▸ Quoted text
··········

Tests show the university’s system is more than 90 percent efficient, compared with a cable charge, he said, and perfect alignment of the car with the device is not needed. The magnetic gear technology could probably mostly easily be built into low street curbs over which the car-borne magnet (which is installed under the hood) would hang, he said.
A demonstration system — four rechargers — has operated for about a year on the campus, where they wirelessly charge electric campus-service vehicles that have been retrofitted with receiver magnets. “One of the major challenges of electric vehicles is the need to connect cords and sockets in often cramped conditions and in bad weather,” said David Woodson, managing director of the university’s Building Operations. “Since we began testing the system, the feedback from drivers has been overwhelmingly positive — all they have to do is park the car and the charging begins automatically.”
A patent is in the works, and Mr. Whitehead thinks that that the concept will be licensed to other manufacturers, perhaps via a spin-off company. “We’re also looking at other, smaller niche markets, such as electric forklifts,” he said.
Other experts on wireless E.V. charging technology said they doubted the ultimate market viability of the university’s technology. “Seems to have too many moving parts,” said John M. Miller, center director in the Power Electronics and Electric Machinery Research Group at Oak Ridge National Laboratory in Tennessee. Efficiency comes down to the number of energy conversions that are involved, Mr. Miller said. In this case, energy goes from electrical to mechanical through the magnetic field back to mechanical and on to electrical. Each step comes with a certain loss in energy efficiency, which inevitably accumulates.

··········

▸ Stored data
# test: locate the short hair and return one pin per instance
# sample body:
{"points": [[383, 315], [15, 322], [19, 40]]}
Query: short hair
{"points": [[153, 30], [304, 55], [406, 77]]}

··········

▸ Short task A
Using the wireless charging article, decide whether each statement agrees with it: (i) The car must be perfectly aligned with the charging device. (ii) The campus demonstration system has four rechargers. (iii) The car-borne magnet sits in the trunk. Give yes or no for each, with the deciding words of the article quoted.
▸ Short task B
According to Mr. Miller in the wireless charging article, why does the university's system lose efficiency? Answer in one to three sentences.
▸ Short task C
Continue the wireless charging article from where it stops.

▸ Output A
(i) No: "perfect alignment of the car with the device is not needed."
(ii) Yes: "A demonstration system — four rechargers — has operated for about a year on the campus"
(iii) No: "the car-borne magnet (which is installed under the hood)"

▸ Output B
In Mr. Miller's view, efficiency depends on how many energy conversions are involved. This system converts energy from electrical to mechanical, through the magnetic field back to mechanical, and then to electrical. Each step loses some efficiency, and those losses add up.

▸ Output C
Mr. Schatz was also unconvinced. “Leading edge automakers are designing wireless E.V. technology that will be produced and introduced around 2015 to 2017,” he said, noting that the biggest interest nowadays is to place them in so-called plugless hybrid vehicles. The industry expects the coming devices to “be approaching the size and shape of a sheet of paper” to accommodate the tight packaging inside these next-generation car models.
WiTricity’s power-transfer technology, which is based on technology that was developed at M.I.T., has no moving parts. It’s based on a highly resonant magnetic coupling between a specially designed transmitter and receiver. Each tightly tuned unit is an array of inductors and capacitors made of copper and magnetic materials.